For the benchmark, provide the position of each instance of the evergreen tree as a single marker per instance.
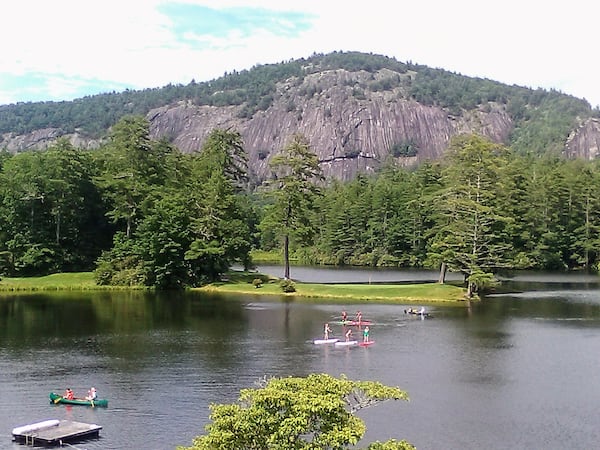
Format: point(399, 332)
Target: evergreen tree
point(293, 189)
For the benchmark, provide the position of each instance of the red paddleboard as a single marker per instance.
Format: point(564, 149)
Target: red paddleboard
point(355, 323)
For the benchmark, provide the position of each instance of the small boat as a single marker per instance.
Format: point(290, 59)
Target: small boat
point(345, 343)
point(415, 312)
point(56, 398)
point(355, 322)
point(326, 341)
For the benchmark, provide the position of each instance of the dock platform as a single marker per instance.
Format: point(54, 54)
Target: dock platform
point(55, 432)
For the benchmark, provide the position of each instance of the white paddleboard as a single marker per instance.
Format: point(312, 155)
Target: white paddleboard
point(345, 343)
point(326, 341)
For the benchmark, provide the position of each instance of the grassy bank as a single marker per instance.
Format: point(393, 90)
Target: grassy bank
point(242, 283)
point(55, 282)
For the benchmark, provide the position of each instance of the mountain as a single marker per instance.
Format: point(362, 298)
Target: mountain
point(358, 111)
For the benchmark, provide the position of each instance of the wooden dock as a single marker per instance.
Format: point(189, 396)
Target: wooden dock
point(55, 432)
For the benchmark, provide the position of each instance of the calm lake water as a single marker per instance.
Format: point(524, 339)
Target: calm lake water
point(517, 371)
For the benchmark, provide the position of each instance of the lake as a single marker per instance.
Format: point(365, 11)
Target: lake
point(517, 370)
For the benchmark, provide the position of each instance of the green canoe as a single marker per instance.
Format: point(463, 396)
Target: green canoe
point(55, 398)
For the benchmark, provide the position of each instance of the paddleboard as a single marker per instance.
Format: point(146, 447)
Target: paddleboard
point(326, 341)
point(345, 343)
point(354, 322)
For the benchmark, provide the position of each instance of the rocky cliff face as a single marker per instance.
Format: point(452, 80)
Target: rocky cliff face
point(584, 142)
point(351, 128)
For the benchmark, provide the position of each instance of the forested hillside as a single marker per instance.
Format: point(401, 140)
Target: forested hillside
point(137, 211)
point(535, 121)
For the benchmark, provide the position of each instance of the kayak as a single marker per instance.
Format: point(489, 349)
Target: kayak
point(326, 341)
point(417, 313)
point(56, 398)
point(345, 343)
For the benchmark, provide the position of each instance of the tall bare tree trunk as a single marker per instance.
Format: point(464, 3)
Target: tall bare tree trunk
point(286, 256)
point(443, 270)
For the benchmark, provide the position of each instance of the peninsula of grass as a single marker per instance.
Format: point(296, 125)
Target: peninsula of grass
point(244, 283)
point(76, 281)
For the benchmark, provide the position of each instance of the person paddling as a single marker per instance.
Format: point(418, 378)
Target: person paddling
point(348, 334)
point(326, 331)
point(92, 394)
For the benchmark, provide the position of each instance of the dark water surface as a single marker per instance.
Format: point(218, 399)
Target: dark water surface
point(518, 371)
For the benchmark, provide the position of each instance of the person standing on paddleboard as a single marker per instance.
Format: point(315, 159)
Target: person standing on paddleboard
point(326, 331)
point(348, 334)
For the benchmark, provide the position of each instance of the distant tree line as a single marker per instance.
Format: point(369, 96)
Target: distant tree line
point(542, 119)
point(138, 211)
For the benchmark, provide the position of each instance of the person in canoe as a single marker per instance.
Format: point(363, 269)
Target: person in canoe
point(326, 331)
point(348, 334)
point(92, 394)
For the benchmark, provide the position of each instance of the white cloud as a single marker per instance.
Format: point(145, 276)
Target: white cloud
point(130, 43)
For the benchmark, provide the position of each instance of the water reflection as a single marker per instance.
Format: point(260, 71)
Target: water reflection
point(518, 361)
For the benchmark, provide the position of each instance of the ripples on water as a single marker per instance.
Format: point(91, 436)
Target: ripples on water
point(517, 371)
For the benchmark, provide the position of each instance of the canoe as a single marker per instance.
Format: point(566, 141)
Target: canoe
point(56, 398)
point(417, 313)
point(326, 341)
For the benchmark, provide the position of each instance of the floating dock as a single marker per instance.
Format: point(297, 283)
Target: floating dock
point(55, 432)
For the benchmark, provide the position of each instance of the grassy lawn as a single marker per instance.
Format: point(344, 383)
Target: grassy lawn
point(242, 283)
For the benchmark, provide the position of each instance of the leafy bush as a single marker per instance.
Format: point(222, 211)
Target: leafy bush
point(287, 286)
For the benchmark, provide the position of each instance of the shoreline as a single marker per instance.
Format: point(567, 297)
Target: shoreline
point(245, 283)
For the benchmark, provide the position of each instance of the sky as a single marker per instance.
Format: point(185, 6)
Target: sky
point(65, 49)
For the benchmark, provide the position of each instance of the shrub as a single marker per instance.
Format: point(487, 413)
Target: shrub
point(287, 286)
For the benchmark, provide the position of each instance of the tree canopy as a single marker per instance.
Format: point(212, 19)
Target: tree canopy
point(314, 412)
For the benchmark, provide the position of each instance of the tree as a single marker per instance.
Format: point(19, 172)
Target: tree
point(315, 412)
point(468, 240)
point(296, 171)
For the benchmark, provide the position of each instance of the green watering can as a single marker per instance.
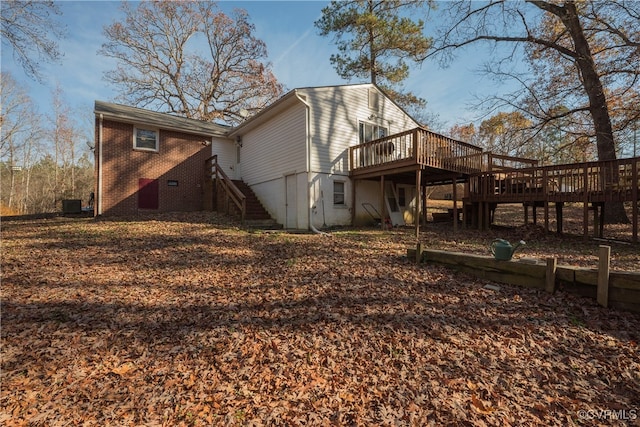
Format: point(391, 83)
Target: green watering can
point(502, 250)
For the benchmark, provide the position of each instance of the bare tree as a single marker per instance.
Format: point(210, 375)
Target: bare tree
point(28, 28)
point(190, 59)
point(584, 56)
point(20, 132)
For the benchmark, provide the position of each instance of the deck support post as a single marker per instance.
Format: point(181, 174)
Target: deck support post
point(635, 181)
point(383, 209)
point(585, 214)
point(546, 216)
point(550, 276)
point(454, 194)
point(604, 257)
point(353, 202)
point(418, 201)
point(559, 206)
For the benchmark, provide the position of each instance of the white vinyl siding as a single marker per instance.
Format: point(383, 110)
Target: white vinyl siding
point(226, 152)
point(275, 148)
point(335, 117)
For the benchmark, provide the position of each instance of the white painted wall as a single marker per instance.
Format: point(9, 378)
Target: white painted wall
point(335, 115)
point(277, 147)
point(226, 151)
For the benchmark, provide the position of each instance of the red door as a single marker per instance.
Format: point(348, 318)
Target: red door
point(148, 193)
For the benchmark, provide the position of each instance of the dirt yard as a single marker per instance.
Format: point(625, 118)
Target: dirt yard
point(190, 320)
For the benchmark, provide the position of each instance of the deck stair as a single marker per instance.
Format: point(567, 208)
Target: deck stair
point(255, 211)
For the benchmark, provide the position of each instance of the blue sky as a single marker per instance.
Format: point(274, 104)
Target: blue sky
point(299, 56)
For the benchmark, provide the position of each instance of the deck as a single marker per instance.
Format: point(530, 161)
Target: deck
point(427, 158)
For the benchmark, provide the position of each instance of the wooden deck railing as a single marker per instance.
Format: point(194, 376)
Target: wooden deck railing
point(601, 181)
point(417, 146)
point(223, 182)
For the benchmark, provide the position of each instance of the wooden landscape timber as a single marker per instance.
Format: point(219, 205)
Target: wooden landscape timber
point(617, 289)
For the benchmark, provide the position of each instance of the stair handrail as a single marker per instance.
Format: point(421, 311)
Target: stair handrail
point(231, 190)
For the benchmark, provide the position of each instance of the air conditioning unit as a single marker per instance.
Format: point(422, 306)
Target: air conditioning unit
point(71, 206)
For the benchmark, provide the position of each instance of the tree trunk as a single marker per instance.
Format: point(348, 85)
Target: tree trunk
point(614, 211)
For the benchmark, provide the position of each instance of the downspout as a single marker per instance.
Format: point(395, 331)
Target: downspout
point(99, 199)
point(308, 167)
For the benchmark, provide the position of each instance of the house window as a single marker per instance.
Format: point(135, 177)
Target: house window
point(145, 139)
point(338, 193)
point(369, 132)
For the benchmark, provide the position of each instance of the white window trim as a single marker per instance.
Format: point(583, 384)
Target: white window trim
point(374, 127)
point(135, 137)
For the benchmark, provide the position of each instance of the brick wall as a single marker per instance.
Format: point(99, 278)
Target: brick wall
point(180, 159)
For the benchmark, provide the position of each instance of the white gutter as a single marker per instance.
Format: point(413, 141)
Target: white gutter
point(308, 167)
point(99, 200)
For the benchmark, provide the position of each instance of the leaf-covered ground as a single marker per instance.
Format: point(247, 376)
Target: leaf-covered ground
point(188, 320)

◆ ◆ ◆

INSTRUCTIONS TO FOLLOW → Print from the line containing "trim as a single marker per instance." to the last line above, exactly as written.

REPLY TO THE TASK →
For the benchmark, provide the position of each instance of the white window trim as a single marker per instance.
Format: point(583, 384)
Target: white window trim
point(374, 127)
point(135, 137)
For the benchmark, provide the position of each instance of the brick wall as a single marker per instance.
Format: point(99, 278)
Target: brick wall
point(180, 159)
For the benchmark, provide the position of each instance of the white gutter as a single marker per instance.
Format: point(413, 141)
Target: white gutter
point(308, 167)
point(99, 200)
For the benchmark, provide the position of each instance of the leaf-covered ground as a single marker per instance.
Format: point(247, 376)
Target: leaf-covered ground
point(188, 320)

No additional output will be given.